Task instructions: Rewrite the paragraph beginning "Sensor networks involve complex technological systems" in the sensor networks passage below as a short bulleted list that keeps its main facts.

Given passage:

Today, several technologies are going “smart,” from homes to cars to medical supplies. Networks of sensors enable these technologies, using remote data collection to increase consumer situational awareness. While sensor networks are common in civilian life, they are also used by militaries to detect conventional and nuclear deployment.1

Sensor networks involve complex technological systems based on autonomous nodes that monitor environmental conditions such as light, heat, and radiation.2 Nodes consist of sensors, data processors, communication devices, and power sources such as batteries.3 They are interconnected through a network and can transmit data to other nodes or directly to the end user. Sensor networks are different from non-networked sensors because they transmit the data they collect back to the decision-maker instead of requiring in-person data access.4 Many sensors utilize delay tolerant communications, where data is transmitted and stored from node to node until the data is within the network range of the main transmission device.5 Others rely on wireless mesh network connectivity, where data is constantly transmitted over the network, for more persistent observation.

Provided material:
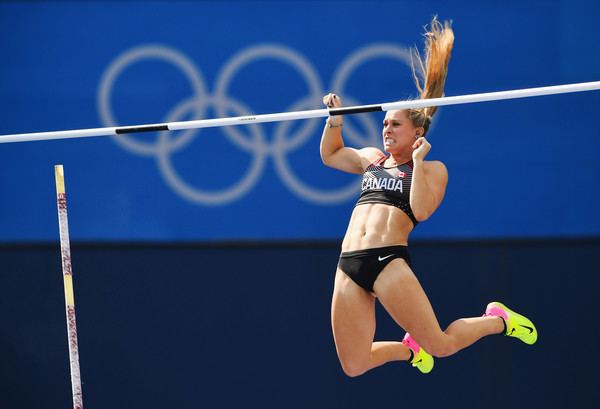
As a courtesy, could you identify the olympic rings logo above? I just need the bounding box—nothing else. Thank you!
[98,44,410,206]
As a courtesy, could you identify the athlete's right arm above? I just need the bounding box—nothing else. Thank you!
[320,94,382,173]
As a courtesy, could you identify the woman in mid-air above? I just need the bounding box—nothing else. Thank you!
[320,18,537,376]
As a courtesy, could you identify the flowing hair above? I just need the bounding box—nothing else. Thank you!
[408,16,454,133]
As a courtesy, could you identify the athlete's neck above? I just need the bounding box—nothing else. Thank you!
[386,152,412,166]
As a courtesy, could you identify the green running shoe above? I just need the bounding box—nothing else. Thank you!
[483,301,537,345]
[402,332,433,373]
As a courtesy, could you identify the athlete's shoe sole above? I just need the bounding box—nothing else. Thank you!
[402,332,433,373]
[484,301,538,345]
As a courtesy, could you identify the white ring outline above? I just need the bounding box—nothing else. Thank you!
[98,44,207,156]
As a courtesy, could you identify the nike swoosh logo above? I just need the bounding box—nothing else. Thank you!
[519,324,533,334]
[377,254,394,261]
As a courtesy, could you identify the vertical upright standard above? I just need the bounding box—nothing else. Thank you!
[54,165,83,409]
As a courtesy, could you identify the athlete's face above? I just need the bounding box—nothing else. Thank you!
[383,110,423,153]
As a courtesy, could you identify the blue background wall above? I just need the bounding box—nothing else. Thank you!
[0,0,600,409]
[0,1,600,242]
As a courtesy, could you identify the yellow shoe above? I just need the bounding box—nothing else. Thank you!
[484,301,537,345]
[402,332,433,373]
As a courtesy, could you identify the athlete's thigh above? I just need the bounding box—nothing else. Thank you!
[331,269,375,361]
[373,259,444,349]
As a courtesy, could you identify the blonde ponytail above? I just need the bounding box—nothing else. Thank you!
[409,16,454,132]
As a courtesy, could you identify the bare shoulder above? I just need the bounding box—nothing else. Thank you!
[424,160,448,186]
[424,160,448,176]
[358,146,385,169]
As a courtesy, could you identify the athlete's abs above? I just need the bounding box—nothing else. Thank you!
[342,203,413,251]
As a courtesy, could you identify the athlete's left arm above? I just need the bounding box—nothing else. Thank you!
[410,137,448,221]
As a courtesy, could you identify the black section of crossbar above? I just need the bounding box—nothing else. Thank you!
[115,124,169,135]
[329,105,383,116]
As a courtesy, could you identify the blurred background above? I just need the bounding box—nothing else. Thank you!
[0,0,600,409]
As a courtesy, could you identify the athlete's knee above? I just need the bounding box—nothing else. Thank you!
[340,359,369,378]
[424,334,457,358]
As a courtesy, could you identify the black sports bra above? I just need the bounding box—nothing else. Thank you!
[355,156,419,226]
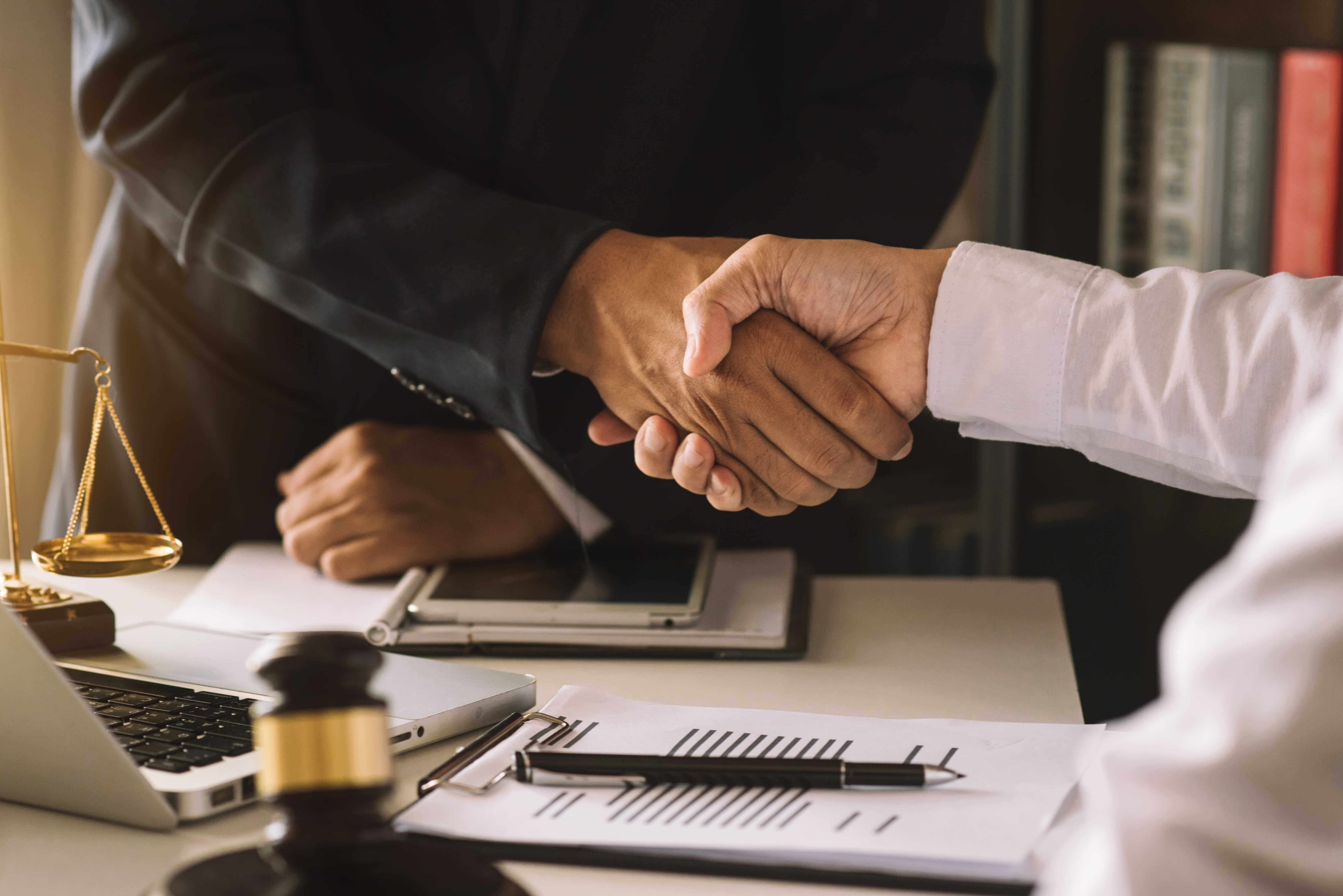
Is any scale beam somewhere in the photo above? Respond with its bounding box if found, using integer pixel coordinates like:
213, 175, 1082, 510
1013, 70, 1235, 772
0, 342, 107, 366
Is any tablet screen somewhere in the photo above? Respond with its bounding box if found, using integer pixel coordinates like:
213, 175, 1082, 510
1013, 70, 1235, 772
430, 536, 713, 606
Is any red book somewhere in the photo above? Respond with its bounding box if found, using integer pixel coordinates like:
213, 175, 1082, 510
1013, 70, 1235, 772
1270, 50, 1343, 276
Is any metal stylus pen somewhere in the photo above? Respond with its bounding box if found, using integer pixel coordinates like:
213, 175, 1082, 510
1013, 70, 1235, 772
513, 750, 964, 790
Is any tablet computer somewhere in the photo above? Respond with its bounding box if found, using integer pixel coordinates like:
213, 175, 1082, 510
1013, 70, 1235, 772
410, 534, 714, 628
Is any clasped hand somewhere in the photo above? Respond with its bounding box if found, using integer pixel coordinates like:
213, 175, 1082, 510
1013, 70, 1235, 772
610, 236, 951, 511
539, 231, 910, 515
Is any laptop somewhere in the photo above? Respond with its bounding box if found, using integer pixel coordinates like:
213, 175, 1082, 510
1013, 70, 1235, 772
0, 608, 536, 830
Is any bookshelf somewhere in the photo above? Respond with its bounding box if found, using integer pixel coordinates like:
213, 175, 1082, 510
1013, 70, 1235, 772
975, 0, 1343, 719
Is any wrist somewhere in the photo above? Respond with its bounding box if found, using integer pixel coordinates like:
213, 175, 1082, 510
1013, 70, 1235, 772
533, 229, 634, 377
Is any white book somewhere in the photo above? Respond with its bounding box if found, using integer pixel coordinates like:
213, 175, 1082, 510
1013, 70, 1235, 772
169, 542, 801, 652
1148, 44, 1219, 270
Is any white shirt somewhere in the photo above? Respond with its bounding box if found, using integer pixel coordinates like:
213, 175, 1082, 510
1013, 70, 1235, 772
928, 243, 1343, 896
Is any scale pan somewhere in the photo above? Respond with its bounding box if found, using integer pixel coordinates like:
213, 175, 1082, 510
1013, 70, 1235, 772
32, 533, 181, 578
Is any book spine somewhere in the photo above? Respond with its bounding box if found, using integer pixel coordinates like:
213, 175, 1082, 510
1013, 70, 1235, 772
1147, 44, 1213, 268
1100, 43, 1151, 276
1207, 50, 1275, 274
1270, 50, 1343, 276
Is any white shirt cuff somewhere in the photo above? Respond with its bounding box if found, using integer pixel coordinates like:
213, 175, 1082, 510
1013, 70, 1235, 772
928, 241, 1100, 445
496, 429, 611, 543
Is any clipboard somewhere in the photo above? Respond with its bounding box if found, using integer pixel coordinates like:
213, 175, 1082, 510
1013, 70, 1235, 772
381, 552, 811, 660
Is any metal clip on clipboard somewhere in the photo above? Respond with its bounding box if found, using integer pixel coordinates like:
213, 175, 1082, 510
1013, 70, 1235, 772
415, 712, 572, 797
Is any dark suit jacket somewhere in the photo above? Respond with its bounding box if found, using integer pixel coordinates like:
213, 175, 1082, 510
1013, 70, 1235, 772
47, 0, 991, 571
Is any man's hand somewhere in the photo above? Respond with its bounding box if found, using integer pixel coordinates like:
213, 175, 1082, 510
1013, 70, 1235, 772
635, 236, 951, 510
539, 231, 909, 515
275, 421, 564, 581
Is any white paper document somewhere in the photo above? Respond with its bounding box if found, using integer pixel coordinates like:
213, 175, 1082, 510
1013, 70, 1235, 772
168, 542, 427, 634
395, 687, 1104, 876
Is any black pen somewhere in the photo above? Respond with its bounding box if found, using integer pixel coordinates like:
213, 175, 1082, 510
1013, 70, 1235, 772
513, 750, 966, 790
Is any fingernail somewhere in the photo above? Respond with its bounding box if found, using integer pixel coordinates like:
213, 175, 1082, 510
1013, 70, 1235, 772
682, 443, 708, 467
643, 424, 667, 451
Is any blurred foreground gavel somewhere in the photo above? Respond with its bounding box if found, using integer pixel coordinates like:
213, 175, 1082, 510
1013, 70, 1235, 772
148, 632, 526, 896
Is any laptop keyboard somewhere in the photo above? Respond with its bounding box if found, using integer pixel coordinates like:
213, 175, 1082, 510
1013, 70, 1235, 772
60, 668, 255, 774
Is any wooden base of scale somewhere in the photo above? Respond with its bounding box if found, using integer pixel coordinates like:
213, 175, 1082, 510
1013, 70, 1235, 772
8, 597, 117, 653
145, 837, 528, 896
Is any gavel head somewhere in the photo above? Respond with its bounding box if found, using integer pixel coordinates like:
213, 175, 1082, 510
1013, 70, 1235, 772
158, 632, 526, 896
250, 632, 392, 861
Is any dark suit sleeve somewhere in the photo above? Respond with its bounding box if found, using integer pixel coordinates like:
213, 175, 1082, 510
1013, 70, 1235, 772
74, 0, 608, 447
714, 0, 994, 247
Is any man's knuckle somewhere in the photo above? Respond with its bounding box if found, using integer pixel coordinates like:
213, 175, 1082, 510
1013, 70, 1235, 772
810, 436, 862, 483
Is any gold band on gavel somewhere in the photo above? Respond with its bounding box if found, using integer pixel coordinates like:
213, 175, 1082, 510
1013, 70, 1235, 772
254, 707, 392, 797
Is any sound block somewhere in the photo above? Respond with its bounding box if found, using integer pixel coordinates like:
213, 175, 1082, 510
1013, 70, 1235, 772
12, 597, 117, 653
146, 837, 528, 896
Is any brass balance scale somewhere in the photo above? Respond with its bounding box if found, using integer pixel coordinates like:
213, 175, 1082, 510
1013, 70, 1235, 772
0, 276, 181, 633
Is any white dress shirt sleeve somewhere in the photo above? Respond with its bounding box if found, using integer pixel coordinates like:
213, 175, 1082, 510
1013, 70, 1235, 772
496, 429, 611, 543
1037, 314, 1343, 896
928, 243, 1343, 498
928, 244, 1343, 896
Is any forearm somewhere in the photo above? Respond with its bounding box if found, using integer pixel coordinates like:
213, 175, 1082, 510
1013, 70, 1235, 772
928, 243, 1343, 498
75, 0, 607, 448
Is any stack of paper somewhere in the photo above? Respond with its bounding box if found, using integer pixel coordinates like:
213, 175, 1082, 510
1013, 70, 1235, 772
396, 687, 1104, 881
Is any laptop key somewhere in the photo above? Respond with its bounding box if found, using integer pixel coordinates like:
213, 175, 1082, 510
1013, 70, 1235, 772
145, 700, 192, 714
117, 722, 158, 738
107, 693, 158, 707
187, 691, 238, 703
215, 708, 251, 724
126, 742, 176, 759
145, 728, 196, 743
189, 734, 251, 756
136, 709, 177, 727
168, 747, 223, 766
179, 704, 228, 719
205, 722, 251, 742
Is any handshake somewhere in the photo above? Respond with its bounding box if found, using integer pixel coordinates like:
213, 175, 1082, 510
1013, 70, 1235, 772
539, 231, 951, 515
275, 231, 951, 579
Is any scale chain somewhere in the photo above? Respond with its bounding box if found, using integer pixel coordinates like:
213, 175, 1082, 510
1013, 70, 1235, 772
60, 366, 173, 554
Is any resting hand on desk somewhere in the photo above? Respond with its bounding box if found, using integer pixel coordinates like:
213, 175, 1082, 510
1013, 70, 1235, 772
634, 236, 951, 510
275, 421, 564, 581
537, 231, 909, 515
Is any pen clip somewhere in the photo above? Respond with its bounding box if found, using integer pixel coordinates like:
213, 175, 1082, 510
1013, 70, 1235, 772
415, 712, 571, 797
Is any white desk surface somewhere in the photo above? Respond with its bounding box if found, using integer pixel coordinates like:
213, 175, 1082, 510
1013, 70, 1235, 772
0, 567, 1082, 896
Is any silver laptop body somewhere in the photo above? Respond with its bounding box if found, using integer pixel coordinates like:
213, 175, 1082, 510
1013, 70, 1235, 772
0, 609, 536, 830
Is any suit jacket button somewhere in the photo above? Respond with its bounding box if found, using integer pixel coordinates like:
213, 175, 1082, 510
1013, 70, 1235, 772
442, 396, 475, 420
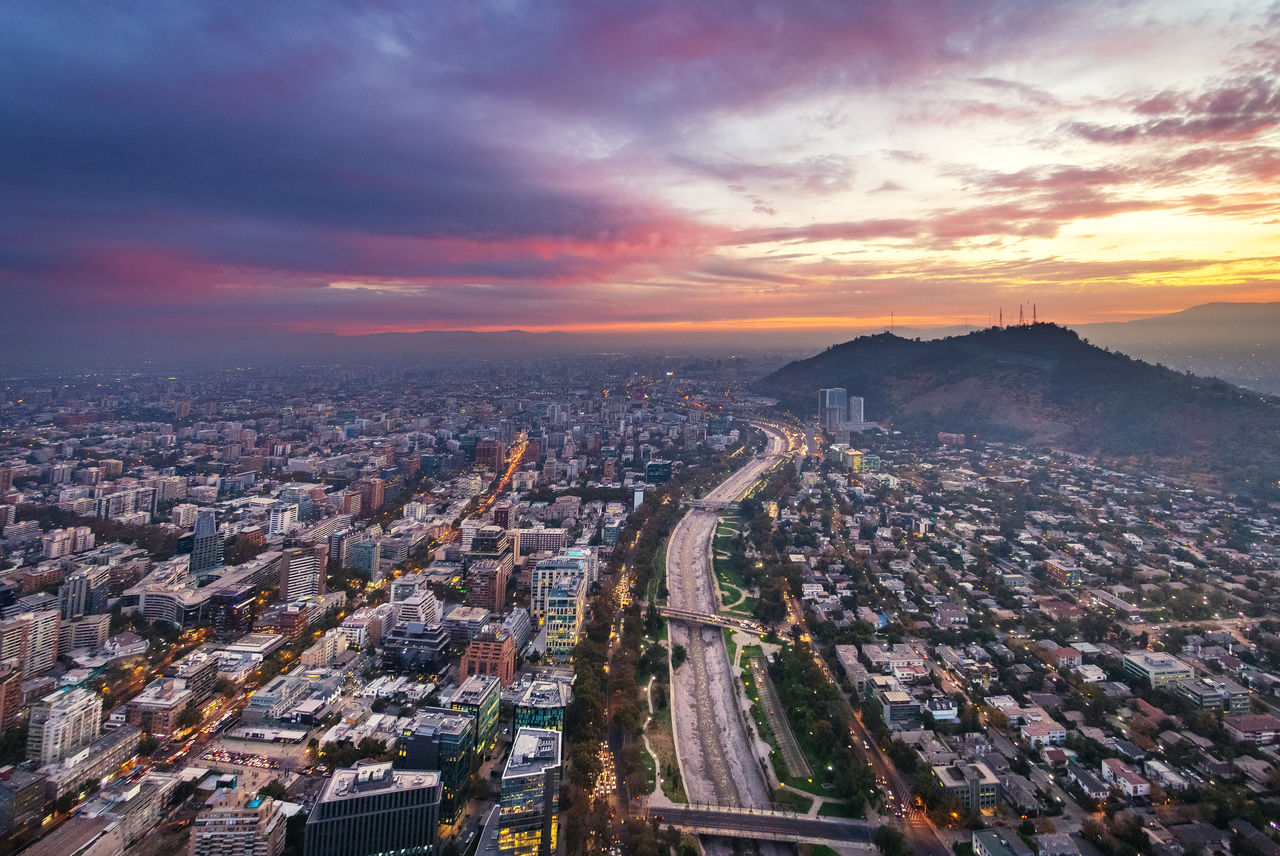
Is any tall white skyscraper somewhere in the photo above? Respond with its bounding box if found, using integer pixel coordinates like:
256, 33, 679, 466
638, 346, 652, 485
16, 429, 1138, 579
818, 386, 849, 431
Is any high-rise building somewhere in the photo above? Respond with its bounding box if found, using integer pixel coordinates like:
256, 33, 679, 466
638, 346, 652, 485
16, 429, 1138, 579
449, 674, 502, 755
847, 395, 867, 422
466, 525, 515, 572
396, 708, 476, 823
280, 543, 329, 603
351, 476, 387, 514
266, 503, 298, 535
515, 681, 570, 731
498, 728, 561, 856
346, 537, 383, 578
0, 665, 22, 733
465, 553, 512, 613
458, 630, 516, 686
58, 564, 111, 621
27, 688, 102, 766
187, 788, 285, 856
0, 606, 61, 681
329, 528, 364, 568
191, 508, 223, 577
529, 550, 595, 624
818, 388, 849, 431
547, 577, 586, 660
476, 439, 507, 472
302, 761, 443, 856
169, 503, 200, 528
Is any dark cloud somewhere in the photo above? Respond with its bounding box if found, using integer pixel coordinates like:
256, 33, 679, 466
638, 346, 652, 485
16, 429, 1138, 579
1066, 75, 1280, 143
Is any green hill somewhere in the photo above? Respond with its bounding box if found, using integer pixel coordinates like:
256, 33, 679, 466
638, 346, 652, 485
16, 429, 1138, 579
756, 324, 1280, 498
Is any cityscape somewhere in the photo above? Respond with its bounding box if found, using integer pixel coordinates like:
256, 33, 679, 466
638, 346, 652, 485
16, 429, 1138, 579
0, 0, 1280, 856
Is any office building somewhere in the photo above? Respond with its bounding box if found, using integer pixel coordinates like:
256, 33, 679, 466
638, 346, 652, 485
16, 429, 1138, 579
818, 388, 849, 431
346, 537, 383, 580
280, 543, 329, 603
476, 439, 507, 472
40, 724, 142, 800
0, 599, 61, 681
383, 622, 449, 673
266, 503, 298, 535
515, 681, 571, 731
547, 577, 586, 660
187, 788, 287, 856
458, 630, 516, 686
465, 551, 512, 613
1124, 651, 1193, 688
58, 564, 111, 621
124, 677, 195, 737
874, 690, 920, 731
27, 690, 102, 765
511, 527, 568, 555
449, 674, 502, 755
933, 761, 1000, 811
396, 709, 477, 823
498, 728, 562, 856
302, 761, 442, 856
466, 525, 515, 573
0, 664, 22, 732
529, 550, 594, 626
1178, 677, 1253, 715
164, 649, 219, 704
191, 508, 223, 577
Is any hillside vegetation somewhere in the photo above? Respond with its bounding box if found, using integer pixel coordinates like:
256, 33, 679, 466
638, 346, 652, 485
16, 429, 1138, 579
758, 324, 1280, 498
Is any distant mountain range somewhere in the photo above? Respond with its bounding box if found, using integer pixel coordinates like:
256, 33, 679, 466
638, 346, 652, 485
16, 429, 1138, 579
1073, 303, 1280, 394
756, 324, 1280, 498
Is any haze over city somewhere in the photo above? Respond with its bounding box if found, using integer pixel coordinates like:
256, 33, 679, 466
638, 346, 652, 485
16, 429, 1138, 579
0, 1, 1280, 348
0, 0, 1280, 856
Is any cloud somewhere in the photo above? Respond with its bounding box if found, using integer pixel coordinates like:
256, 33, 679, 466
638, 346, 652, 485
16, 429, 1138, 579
0, 0, 1280, 337
1066, 75, 1280, 143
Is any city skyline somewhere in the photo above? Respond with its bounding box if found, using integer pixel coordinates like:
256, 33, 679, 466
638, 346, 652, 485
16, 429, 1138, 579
0, 3, 1280, 335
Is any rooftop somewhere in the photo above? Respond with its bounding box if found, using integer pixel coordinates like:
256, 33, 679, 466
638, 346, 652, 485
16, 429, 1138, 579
320, 761, 440, 802
503, 728, 561, 778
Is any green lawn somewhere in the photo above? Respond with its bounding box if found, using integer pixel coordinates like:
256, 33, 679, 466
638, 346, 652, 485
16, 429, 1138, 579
773, 788, 813, 814
645, 539, 667, 603
645, 708, 689, 802
722, 627, 737, 663
640, 750, 658, 793
818, 802, 863, 818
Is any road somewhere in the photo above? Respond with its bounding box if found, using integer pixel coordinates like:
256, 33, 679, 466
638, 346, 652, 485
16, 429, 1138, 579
653, 806, 873, 850
667, 427, 787, 852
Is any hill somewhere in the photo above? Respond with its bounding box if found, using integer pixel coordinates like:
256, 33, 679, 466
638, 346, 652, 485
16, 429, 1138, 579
1071, 303, 1280, 394
756, 324, 1280, 496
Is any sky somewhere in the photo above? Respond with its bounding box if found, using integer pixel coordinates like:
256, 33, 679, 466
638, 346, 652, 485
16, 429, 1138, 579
0, 0, 1280, 340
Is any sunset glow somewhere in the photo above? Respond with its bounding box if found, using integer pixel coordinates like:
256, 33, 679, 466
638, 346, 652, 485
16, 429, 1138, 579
0, 0, 1280, 334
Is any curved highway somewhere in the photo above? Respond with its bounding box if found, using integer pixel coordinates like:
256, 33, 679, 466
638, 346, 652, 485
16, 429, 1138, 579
667, 425, 790, 850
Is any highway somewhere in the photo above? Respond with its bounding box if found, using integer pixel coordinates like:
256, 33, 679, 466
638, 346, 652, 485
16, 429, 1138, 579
667, 426, 788, 852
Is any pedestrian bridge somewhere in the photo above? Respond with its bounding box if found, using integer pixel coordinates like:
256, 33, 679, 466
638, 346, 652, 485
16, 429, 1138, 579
645, 805, 876, 850
685, 499, 737, 512
658, 606, 764, 636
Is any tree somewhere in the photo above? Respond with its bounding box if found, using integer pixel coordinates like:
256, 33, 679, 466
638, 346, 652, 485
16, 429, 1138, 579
257, 779, 289, 802
872, 827, 910, 856
174, 705, 200, 731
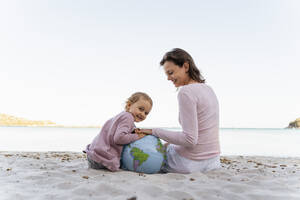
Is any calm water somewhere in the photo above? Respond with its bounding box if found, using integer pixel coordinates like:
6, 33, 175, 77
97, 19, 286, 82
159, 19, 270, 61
0, 127, 300, 157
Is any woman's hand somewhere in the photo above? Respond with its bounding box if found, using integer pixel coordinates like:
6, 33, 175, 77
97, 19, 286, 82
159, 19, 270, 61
137, 133, 146, 139
139, 129, 152, 135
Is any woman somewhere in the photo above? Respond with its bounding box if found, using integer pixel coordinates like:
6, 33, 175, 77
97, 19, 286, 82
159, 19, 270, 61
140, 48, 220, 173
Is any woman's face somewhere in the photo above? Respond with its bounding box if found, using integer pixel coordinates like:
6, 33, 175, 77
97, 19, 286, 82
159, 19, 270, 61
163, 61, 190, 87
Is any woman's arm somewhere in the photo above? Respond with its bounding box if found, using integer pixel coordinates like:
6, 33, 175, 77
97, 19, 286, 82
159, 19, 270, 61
141, 91, 198, 146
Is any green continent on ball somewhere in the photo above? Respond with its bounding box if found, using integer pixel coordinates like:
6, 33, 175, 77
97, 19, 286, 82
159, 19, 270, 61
130, 147, 149, 166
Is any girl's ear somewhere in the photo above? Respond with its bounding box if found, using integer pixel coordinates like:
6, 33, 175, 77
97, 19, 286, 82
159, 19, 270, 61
183, 62, 190, 73
126, 103, 130, 112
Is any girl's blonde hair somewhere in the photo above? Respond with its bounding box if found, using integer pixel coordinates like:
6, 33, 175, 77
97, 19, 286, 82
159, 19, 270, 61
125, 92, 153, 110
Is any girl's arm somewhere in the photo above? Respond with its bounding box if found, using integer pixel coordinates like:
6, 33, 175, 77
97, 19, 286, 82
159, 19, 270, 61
113, 116, 140, 145
151, 91, 198, 146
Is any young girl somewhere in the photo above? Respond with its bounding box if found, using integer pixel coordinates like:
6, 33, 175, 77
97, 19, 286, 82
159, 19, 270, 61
84, 92, 153, 171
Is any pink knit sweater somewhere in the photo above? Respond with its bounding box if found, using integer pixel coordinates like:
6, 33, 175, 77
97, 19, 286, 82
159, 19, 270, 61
153, 83, 220, 160
85, 111, 139, 171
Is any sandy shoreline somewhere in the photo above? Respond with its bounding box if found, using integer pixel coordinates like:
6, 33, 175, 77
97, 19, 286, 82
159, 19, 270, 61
0, 152, 300, 200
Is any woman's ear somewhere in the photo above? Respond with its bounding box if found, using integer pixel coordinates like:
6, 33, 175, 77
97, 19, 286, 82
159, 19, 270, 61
183, 62, 190, 73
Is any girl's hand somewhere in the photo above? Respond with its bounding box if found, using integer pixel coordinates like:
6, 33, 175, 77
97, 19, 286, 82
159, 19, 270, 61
133, 128, 141, 133
139, 129, 152, 135
137, 133, 146, 139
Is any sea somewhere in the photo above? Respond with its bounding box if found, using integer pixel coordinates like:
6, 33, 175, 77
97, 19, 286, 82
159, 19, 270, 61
0, 127, 300, 157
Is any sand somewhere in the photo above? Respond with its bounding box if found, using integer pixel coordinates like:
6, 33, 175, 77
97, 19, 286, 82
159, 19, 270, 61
0, 152, 300, 200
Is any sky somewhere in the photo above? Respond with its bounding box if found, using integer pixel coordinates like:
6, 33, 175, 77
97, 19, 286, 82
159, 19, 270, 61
0, 0, 300, 128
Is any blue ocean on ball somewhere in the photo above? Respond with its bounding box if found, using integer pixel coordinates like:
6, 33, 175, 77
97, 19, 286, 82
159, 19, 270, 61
121, 135, 166, 174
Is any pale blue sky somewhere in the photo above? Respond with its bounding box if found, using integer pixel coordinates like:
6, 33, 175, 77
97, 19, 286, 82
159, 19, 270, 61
0, 0, 300, 127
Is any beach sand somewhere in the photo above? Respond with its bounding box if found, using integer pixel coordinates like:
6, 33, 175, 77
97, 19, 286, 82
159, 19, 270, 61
0, 152, 300, 200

Result for this exercise:
- Sensor networks are built from autonomous nodes that monitor environmental conditions such as light, heat, and radiation.
- Each node contains sensors, data processors, communication devices, and a power source such as a battery.
- Nodes are linked through a network and send data to other nodes or directly to the end user.
- Unlike non-networked sensors, they transmit collected data back to the decision-maker, so no one has to retrieve it in person.
- Many use delay tolerant communications, passing and storing data from node to node until it reaches the main transmission device's range.
- Others use wireless mesh connectivity, sending data over the network constantly for more persistent observation.